» What needs to be done: When you transcribe the entries, reproduce every character and exclude the images.

» Material for this task:

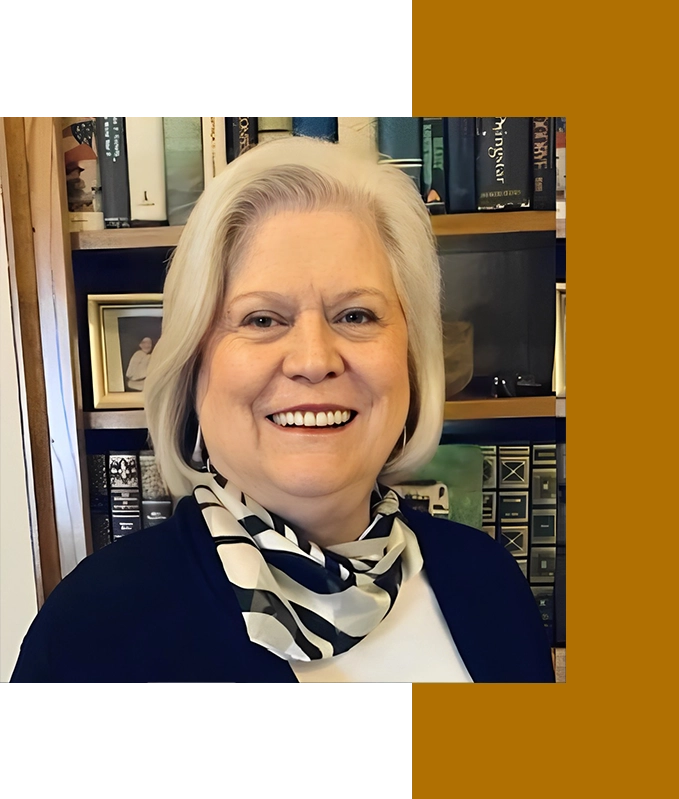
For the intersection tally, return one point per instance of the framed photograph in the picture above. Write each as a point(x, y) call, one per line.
point(124, 329)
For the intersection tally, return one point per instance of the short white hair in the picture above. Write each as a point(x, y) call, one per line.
point(302, 174)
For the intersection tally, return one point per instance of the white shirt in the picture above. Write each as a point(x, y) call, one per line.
point(413, 644)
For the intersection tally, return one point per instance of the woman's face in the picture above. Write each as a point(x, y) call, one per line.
point(311, 326)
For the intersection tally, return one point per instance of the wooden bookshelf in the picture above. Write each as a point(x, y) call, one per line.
point(501, 408)
point(452, 225)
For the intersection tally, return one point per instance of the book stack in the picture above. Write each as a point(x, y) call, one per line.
point(140, 171)
point(127, 494)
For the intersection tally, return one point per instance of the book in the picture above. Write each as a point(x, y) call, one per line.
point(544, 164)
point(433, 171)
point(503, 163)
point(146, 168)
point(241, 133)
point(83, 182)
point(359, 133)
point(184, 177)
point(399, 140)
point(214, 147)
point(271, 127)
point(115, 190)
point(460, 164)
point(317, 127)
point(100, 518)
point(123, 472)
point(156, 503)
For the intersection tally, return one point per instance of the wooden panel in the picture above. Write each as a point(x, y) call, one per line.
point(23, 273)
point(501, 408)
point(56, 294)
point(493, 222)
point(130, 237)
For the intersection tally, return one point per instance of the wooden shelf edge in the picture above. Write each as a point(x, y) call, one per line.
point(501, 408)
point(450, 225)
point(126, 238)
point(115, 420)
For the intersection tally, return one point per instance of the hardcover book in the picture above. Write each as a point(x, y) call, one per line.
point(241, 133)
point(125, 494)
point(503, 163)
point(318, 127)
point(184, 177)
point(146, 166)
point(400, 144)
point(544, 164)
point(433, 172)
point(460, 164)
point(115, 190)
point(271, 127)
point(83, 183)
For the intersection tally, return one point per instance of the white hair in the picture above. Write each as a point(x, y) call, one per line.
point(291, 174)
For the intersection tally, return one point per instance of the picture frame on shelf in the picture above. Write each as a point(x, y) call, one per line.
point(124, 329)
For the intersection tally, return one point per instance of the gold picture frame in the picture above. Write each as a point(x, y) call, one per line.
point(124, 329)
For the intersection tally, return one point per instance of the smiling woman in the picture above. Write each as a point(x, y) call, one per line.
point(299, 373)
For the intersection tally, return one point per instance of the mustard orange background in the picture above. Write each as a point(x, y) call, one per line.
point(608, 731)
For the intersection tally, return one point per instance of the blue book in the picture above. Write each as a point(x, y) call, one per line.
point(318, 127)
point(460, 164)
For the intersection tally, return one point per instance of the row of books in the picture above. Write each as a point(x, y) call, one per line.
point(149, 171)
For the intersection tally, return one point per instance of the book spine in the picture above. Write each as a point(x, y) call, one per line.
point(359, 134)
point(123, 473)
point(271, 128)
point(544, 164)
point(399, 140)
point(560, 167)
point(115, 199)
point(317, 127)
point(433, 174)
point(156, 503)
point(460, 164)
point(503, 163)
point(100, 510)
point(184, 179)
point(214, 147)
point(83, 182)
point(241, 134)
point(146, 166)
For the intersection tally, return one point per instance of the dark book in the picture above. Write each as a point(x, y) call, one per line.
point(317, 127)
point(156, 503)
point(123, 474)
point(433, 172)
point(503, 163)
point(399, 140)
point(460, 164)
point(100, 517)
point(544, 164)
point(115, 188)
point(241, 133)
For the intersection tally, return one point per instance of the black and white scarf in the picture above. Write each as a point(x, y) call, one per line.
point(300, 601)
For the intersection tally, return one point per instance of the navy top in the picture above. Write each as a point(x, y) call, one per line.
point(157, 606)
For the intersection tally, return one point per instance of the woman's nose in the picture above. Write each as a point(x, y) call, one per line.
point(312, 350)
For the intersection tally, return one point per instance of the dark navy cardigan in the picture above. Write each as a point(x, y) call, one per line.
point(157, 606)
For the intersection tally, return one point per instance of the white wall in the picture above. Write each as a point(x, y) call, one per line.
point(18, 603)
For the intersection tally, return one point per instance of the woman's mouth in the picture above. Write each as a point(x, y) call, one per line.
point(328, 419)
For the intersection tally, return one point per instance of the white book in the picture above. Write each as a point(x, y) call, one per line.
point(214, 147)
point(146, 169)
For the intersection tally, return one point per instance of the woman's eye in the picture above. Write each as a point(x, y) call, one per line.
point(358, 317)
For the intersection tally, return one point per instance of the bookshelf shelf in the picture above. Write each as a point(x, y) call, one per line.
point(502, 408)
point(451, 225)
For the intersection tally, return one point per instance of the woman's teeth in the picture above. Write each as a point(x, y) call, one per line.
point(309, 419)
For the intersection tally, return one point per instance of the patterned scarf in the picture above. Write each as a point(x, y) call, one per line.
point(300, 601)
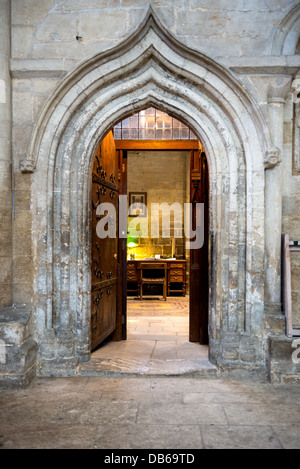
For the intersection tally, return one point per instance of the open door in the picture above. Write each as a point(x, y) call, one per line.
point(106, 274)
point(199, 193)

» Result of the task:
For the intersection tally, return one point per instance of the framed photograph in the picture above. Write each as a point(x, y) call, one per line.
point(124, 329)
For the intersection tally, return one point per instance of the short white hair in the picture above. Write each as a point(x, y) call, one per line.
point(302, 174)
For the intersection tally, return one point per instance of the white shirt in the picture above. Write each as a point(x, y) call, one per line.
point(413, 644)
For the intersection tally, return one point per instance of the woman's face in the picture above. Write each as a point(x, y) call, one per line.
point(311, 326)
For the intersection tally, return one point per instance of the wooden bookshelf in the picture above. Write each as a point(x, y) call, one per line.
point(501, 408)
point(452, 225)
For the intersection tally, return one point per instance of the book stack in the picture above. Write each as a point(x, y) call, one per line.
point(140, 171)
point(127, 494)
For the intersection tally, return one point per instance of the book in the picture above. Write each as a point(x, y) call, one per line.
point(544, 164)
point(433, 171)
point(503, 163)
point(146, 168)
point(241, 133)
point(83, 182)
point(359, 133)
point(184, 177)
point(399, 140)
point(214, 147)
point(271, 127)
point(115, 190)
point(460, 164)
point(317, 127)
point(100, 518)
point(123, 472)
point(156, 503)
For the intersection tally, return one point per instance of the wooden panel in the picture above. Write each as a point(x, y) call, one per line.
point(23, 273)
point(501, 408)
point(56, 294)
point(493, 222)
point(130, 237)
For the intersection tally, return one point per instance of the wooden shelf edge in the picture above. Write each as a point(x, y) call, one per line.
point(501, 408)
point(450, 225)
point(126, 238)
point(115, 420)
For the intersection tally, return one point per instance of the hardcover book in the picture above. Write each as a point(x, y) call, one per line.
point(241, 133)
point(125, 494)
point(503, 163)
point(318, 127)
point(184, 177)
point(146, 166)
point(400, 144)
point(544, 164)
point(433, 172)
point(460, 164)
point(115, 190)
point(271, 127)
point(83, 183)
For the intersection tally, return one point per instance of the white hair in the picture above. Write each as a point(x, y) call, one per line.
point(291, 174)
For the intersection tally, return one point per instance of the picture frame on shelf in the picture above. Write each as a point(x, y) call, one per line.
point(124, 329)
For the intersection tally, return one point per instance of the gold picture frame in the picture above. Write each as a point(x, y) call, one per line.
point(124, 329)
For the intersection tally, return one point per instance of the smiling woman in the picture above. Write each as a point(x, y) call, one per line.
point(299, 373)
For the intersection tally, return one point per instance of the mustard orange background in the picture above. Write each as a point(x, y) call, one per line.
point(608, 731)
For the intersection tally, return one point per instance of the blue book in the picture above. Write each as a point(x, y) call, one per line.
point(318, 127)
point(460, 164)
For the intersection tally, return one point per instance of the row of books in the picture above. Write each as a point(x, y) call, one per line.
point(149, 171)
For the intersection tally, return one point per instance of the book spine in the picture above. Write each as a point(x, y) call, one per line.
point(359, 134)
point(123, 473)
point(271, 128)
point(544, 164)
point(399, 140)
point(560, 167)
point(115, 199)
point(317, 127)
point(433, 174)
point(156, 503)
point(460, 164)
point(503, 163)
point(100, 510)
point(184, 179)
point(214, 147)
point(83, 182)
point(241, 134)
point(146, 166)
For the intersection tally, return one point per instance of the dark book in the picture above. Write each as a point(x, y) call, one per line.
point(317, 127)
point(156, 503)
point(123, 474)
point(433, 172)
point(503, 163)
point(399, 140)
point(460, 164)
point(100, 517)
point(544, 164)
point(115, 188)
point(241, 133)
For the intersection tally, return one point per instance of the black and white scarf in the picture above. Write each as a point(x, y) call, one per line.
point(300, 601)
For the intersection tally, return one point per instance of the navy top in the picture above. Write each as a point(x, y) call, one per line.
point(157, 606)
For the intersection tally, return one point per instance of the woman's nose in the picture above. Write each as a point(x, y) call, one per line.
point(312, 350)
For the intersection tally, return one point per instance of the dark navy cardigan in the picture above. Write each as a point(x, y) call, one per line.
point(157, 606)
For the intersection tally, return one point per instance of the white wall in the picture above. Write each as a point(x, y) call, one per line.
point(18, 603)
For the intersection tally, return one point per instance of the woman's mouth in the picture above. Write each as a point(x, y) call, one per line.
point(328, 419)
For the intersection tally, return one point per instance of the white book in the picture above. Write each as a point(x, y) call, one per line.
point(214, 147)
point(146, 169)
For the intersection tally, return one point per instance of the woman's eye in the picture above. Write each as a point(x, y) call, one per line.
point(358, 317)
For the intersection tally, return one point per instance of the bookshelf shelf in the picture above. Write each as a point(x, y) call, one per line.
point(502, 408)
point(451, 225)
For the intersection tally, return one point per instance of the woman's teeth in the picture above. Write each as a point(x, y) call, one per line.
point(309, 419)
For the intersection tally, return one point per instance of the patterned scarf in the picture above. Write each as a point(x, y) call, one per line.
point(300, 601)
For the intersection tally, return one point per instance of the open door in the picture above. Write each as a point(x, y) call, one per line.
point(106, 274)
point(199, 193)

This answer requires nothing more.